→ Goal of the exercise:
Change every "even-odd rule" in the records below to "even-odd fill rule" and give all the lines again with nothing else altered.

Labeled contour entries:

**********

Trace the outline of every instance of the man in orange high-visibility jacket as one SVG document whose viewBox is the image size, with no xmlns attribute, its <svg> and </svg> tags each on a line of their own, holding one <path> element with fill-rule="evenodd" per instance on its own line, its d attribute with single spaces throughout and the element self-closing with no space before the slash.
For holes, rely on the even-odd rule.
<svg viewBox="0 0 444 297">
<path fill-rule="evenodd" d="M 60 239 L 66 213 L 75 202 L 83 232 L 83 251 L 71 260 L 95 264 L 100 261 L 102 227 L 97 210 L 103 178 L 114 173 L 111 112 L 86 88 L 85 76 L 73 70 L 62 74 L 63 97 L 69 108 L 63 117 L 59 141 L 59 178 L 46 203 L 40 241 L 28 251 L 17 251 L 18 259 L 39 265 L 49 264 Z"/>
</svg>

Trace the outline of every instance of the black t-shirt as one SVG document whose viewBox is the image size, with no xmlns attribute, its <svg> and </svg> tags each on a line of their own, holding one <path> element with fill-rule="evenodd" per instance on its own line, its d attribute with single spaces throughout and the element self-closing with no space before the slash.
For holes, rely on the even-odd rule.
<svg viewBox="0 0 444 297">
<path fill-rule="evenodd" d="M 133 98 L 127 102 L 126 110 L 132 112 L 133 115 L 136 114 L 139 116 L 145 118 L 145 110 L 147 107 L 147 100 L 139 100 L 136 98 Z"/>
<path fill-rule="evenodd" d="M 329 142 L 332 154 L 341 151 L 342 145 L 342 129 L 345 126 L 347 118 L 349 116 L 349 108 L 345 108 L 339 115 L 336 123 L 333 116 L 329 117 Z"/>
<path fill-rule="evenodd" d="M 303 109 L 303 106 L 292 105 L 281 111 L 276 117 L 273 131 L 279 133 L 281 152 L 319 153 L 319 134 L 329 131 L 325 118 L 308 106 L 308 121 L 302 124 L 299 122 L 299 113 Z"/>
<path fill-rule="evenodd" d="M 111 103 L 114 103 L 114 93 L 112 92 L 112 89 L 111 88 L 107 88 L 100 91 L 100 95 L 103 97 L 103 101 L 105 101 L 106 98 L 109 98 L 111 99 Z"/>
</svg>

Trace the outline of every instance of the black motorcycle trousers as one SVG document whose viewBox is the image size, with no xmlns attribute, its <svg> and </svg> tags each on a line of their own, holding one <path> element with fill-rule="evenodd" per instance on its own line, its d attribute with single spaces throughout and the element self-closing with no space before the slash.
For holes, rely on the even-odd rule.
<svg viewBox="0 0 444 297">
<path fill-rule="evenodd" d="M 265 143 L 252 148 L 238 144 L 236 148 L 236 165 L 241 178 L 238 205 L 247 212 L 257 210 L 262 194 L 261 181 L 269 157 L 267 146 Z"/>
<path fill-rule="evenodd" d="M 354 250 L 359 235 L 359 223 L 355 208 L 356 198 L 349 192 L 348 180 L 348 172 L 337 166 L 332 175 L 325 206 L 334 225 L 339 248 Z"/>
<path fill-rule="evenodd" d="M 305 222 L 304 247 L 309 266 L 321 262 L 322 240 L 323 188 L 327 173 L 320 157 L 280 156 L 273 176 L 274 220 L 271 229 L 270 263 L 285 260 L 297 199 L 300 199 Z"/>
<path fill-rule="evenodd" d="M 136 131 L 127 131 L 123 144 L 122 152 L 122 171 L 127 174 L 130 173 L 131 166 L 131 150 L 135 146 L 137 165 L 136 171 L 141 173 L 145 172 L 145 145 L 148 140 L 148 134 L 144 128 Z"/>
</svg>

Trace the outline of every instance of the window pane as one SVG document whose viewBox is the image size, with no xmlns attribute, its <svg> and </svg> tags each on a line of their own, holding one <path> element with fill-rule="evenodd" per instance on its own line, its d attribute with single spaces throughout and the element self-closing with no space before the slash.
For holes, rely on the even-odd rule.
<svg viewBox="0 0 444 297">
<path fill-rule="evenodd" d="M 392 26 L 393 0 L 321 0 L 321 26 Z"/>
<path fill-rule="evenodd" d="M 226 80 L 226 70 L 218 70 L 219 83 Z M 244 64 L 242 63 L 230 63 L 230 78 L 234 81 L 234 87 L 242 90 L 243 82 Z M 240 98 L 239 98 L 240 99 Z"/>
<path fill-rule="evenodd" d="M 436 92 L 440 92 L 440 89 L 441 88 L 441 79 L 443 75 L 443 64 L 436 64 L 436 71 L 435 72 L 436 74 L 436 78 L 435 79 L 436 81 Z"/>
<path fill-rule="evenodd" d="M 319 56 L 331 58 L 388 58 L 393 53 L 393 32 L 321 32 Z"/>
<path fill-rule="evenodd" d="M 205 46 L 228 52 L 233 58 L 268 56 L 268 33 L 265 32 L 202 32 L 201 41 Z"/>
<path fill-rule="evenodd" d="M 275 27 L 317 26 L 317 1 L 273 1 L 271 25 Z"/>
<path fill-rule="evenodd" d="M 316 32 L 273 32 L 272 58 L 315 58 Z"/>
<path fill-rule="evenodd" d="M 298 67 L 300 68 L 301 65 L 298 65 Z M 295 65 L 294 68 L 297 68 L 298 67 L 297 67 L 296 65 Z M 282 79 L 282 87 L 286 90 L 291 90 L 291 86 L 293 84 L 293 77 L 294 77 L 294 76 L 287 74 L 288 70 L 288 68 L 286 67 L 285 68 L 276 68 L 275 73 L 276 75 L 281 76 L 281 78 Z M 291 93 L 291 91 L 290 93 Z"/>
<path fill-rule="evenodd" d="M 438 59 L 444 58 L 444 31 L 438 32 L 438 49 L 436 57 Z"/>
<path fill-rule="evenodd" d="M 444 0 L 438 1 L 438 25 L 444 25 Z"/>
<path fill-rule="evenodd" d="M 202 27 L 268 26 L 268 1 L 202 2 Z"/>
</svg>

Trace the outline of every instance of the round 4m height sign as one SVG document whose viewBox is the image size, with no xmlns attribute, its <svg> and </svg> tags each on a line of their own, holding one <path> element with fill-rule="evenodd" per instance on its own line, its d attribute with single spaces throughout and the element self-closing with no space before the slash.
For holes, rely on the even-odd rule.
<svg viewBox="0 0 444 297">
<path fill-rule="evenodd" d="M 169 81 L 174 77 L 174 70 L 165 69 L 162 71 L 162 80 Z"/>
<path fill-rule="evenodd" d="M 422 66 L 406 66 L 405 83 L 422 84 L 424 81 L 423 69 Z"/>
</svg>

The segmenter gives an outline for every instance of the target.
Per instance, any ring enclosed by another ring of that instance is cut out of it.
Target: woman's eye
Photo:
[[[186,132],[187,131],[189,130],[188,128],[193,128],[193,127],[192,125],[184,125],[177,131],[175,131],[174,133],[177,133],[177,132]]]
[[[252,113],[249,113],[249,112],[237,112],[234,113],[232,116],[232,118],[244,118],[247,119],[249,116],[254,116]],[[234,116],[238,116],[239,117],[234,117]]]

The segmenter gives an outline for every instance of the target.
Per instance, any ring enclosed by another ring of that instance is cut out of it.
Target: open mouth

**********

→ Task answer:
Trace the outline of every instance of the man in orange high-visibility jacket as one SVG document whose viewBox is the image size, with no xmlns attribute, its <svg> and </svg> tags each on a line of their own, holding one <path> element with fill-rule="evenodd" per instance on its own line, its d attribute with single spaces throughout and the element self-closing with no space before the slash.
For holes, rely on the even-odd fill rule.
<svg viewBox="0 0 444 297">
<path fill-rule="evenodd" d="M 60 239 L 66 213 L 75 202 L 83 232 L 83 251 L 71 260 L 95 264 L 100 261 L 102 227 L 97 210 L 103 178 L 114 173 L 111 112 L 86 88 L 85 76 L 73 70 L 62 74 L 63 97 L 69 108 L 63 117 L 59 141 L 59 178 L 46 203 L 40 241 L 28 251 L 17 251 L 18 259 L 39 265 L 49 264 Z"/>
</svg>

Trace the outline of every instance of the black t-shirt as one SVG document whose viewBox is the image size, with no xmlns attribute, its <svg> and </svg> tags each on a line of their own, holding one <path> element with fill-rule="evenodd" per instance on its own line, its d attribute with single spaces throughout and the element self-closing with no space before the slash.
For holes, rely on the even-odd fill rule.
<svg viewBox="0 0 444 297">
<path fill-rule="evenodd" d="M 133 98 L 127 102 L 126 110 L 132 112 L 133 115 L 136 114 L 139 116 L 145 118 L 145 110 L 147 107 L 147 100 L 139 100 L 136 98 Z"/>
<path fill-rule="evenodd" d="M 329 142 L 332 154 L 341 151 L 342 145 L 342 129 L 345 126 L 347 118 L 349 116 L 349 108 L 345 108 L 339 115 L 336 123 L 333 116 L 329 117 Z"/>
<path fill-rule="evenodd" d="M 303 109 L 303 106 L 292 105 L 281 111 L 276 117 L 273 131 L 279 133 L 281 152 L 319 153 L 319 134 L 329 131 L 325 118 L 308 106 L 308 121 L 302 124 L 299 122 L 299 113 Z"/>
<path fill-rule="evenodd" d="M 111 103 L 114 103 L 114 93 L 112 92 L 112 89 L 111 88 L 107 88 L 100 91 L 100 95 L 103 97 L 103 101 L 105 101 L 106 98 L 109 98 L 111 99 Z"/>
</svg>

Trace the outline of every instance of the black motorcycle trousers as one SVG document whose viewBox is the image size, with no xmlns attribute, its <svg> and </svg> tags each on a line of their own, holding one <path> element with fill-rule="evenodd" per instance on its own line, its d attribute with single spaces throughout and the element self-closing with no space before the slash.
For holes, rely on the even-odd fill rule.
<svg viewBox="0 0 444 297">
<path fill-rule="evenodd" d="M 265 143 L 252 148 L 238 144 L 236 148 L 236 165 L 241 178 L 238 205 L 247 212 L 257 210 L 262 194 L 261 181 L 269 157 L 267 146 Z"/>
<path fill-rule="evenodd" d="M 354 250 L 359 235 L 359 223 L 355 208 L 356 198 L 349 192 L 348 180 L 348 172 L 337 166 L 332 175 L 325 206 L 334 225 L 339 248 Z"/>
<path fill-rule="evenodd" d="M 305 222 L 304 247 L 309 266 L 321 262 L 322 240 L 323 188 L 327 173 L 320 157 L 280 156 L 273 176 L 274 220 L 271 229 L 270 263 L 285 260 L 297 199 L 300 199 Z"/>
<path fill-rule="evenodd" d="M 136 131 L 127 131 L 123 144 L 122 152 L 122 171 L 127 174 L 130 173 L 131 166 L 131 150 L 135 146 L 137 165 L 136 171 L 141 173 L 145 172 L 145 145 L 148 140 L 148 134 L 144 128 Z"/>
</svg>

Trace the outline of every instance of the window pane as one SVG document whose viewBox is the image size, with no xmlns attribute, its <svg> and </svg> tags each on a line of their own, holding one <path> element with fill-rule="evenodd" per instance on its own line, its d attribute with single spaces throughout and the element self-closing with no space before the slash.
For holes, rely on the even-odd fill rule.
<svg viewBox="0 0 444 297">
<path fill-rule="evenodd" d="M 392 26 L 393 0 L 321 0 L 321 26 Z"/>
<path fill-rule="evenodd" d="M 226 80 L 226 70 L 218 70 L 219 83 Z M 244 64 L 242 63 L 230 63 L 230 78 L 234 81 L 234 87 L 242 90 L 243 82 Z M 240 98 L 239 98 L 240 99 Z"/>
<path fill-rule="evenodd" d="M 436 92 L 440 92 L 440 89 L 441 88 L 441 79 L 443 75 L 443 64 L 436 64 L 436 71 L 435 72 L 436 74 L 436 78 L 435 79 L 436 81 Z"/>
<path fill-rule="evenodd" d="M 319 56 L 331 58 L 388 58 L 393 53 L 393 32 L 321 32 Z"/>
<path fill-rule="evenodd" d="M 205 46 L 228 52 L 233 58 L 268 56 L 268 33 L 265 32 L 202 32 L 201 41 Z"/>
<path fill-rule="evenodd" d="M 275 27 L 317 26 L 317 1 L 273 1 L 271 25 Z"/>
<path fill-rule="evenodd" d="M 316 32 L 273 32 L 272 58 L 315 58 Z"/>
<path fill-rule="evenodd" d="M 298 67 L 300 68 L 301 65 L 298 65 Z M 295 65 L 294 68 L 297 68 L 298 67 L 297 67 L 296 65 Z M 282 79 L 282 87 L 286 90 L 291 90 L 291 86 L 293 84 L 293 77 L 294 77 L 294 76 L 287 74 L 288 70 L 288 68 L 286 67 L 285 68 L 276 68 L 275 73 L 276 75 L 281 76 L 281 78 Z M 291 93 L 291 91 L 290 93 Z"/>
<path fill-rule="evenodd" d="M 438 59 L 444 58 L 444 31 L 438 32 L 438 49 L 436 57 Z"/>
<path fill-rule="evenodd" d="M 444 0 L 438 1 L 438 25 L 444 25 Z"/>
<path fill-rule="evenodd" d="M 202 27 L 268 26 L 268 1 L 202 2 Z"/>
</svg>

Trace the outline of every instance of the round 4m height sign as one SVG document whose viewBox is the image size, with no xmlns attribute, its <svg> and </svg> tags each on a line of their own, holding one <path> element with fill-rule="evenodd" per instance on its own line, its d attribute with single spaces throughout and the element self-closing with no space before the slash.
For holes, rely on the even-odd fill rule.
<svg viewBox="0 0 444 297">
<path fill-rule="evenodd" d="M 169 81 L 174 77 L 174 70 L 165 69 L 162 71 L 162 80 Z"/>
<path fill-rule="evenodd" d="M 422 66 L 406 66 L 405 83 L 422 84 L 424 81 L 423 69 Z"/>
</svg>

The segmenter gives an outline for every instance of the target.
Per instance, any ring enclosed by another ring of that instance is cut out of it.
Target: woman's eye
Photo:
[[[186,132],[187,131],[189,130],[188,128],[193,128],[193,127],[192,125],[184,125],[177,131],[175,131],[174,133],[177,133],[177,132]]]
[[[252,113],[249,113],[249,112],[237,112],[234,113],[232,116],[232,118],[244,118],[247,119],[249,116],[254,116]],[[234,116],[238,116],[239,117],[234,117]]]

The segmenter gives an outline for every instance of the target.
Per instance, any ring enclosed by another ring of that instance is cut out of it.
Target: open mouth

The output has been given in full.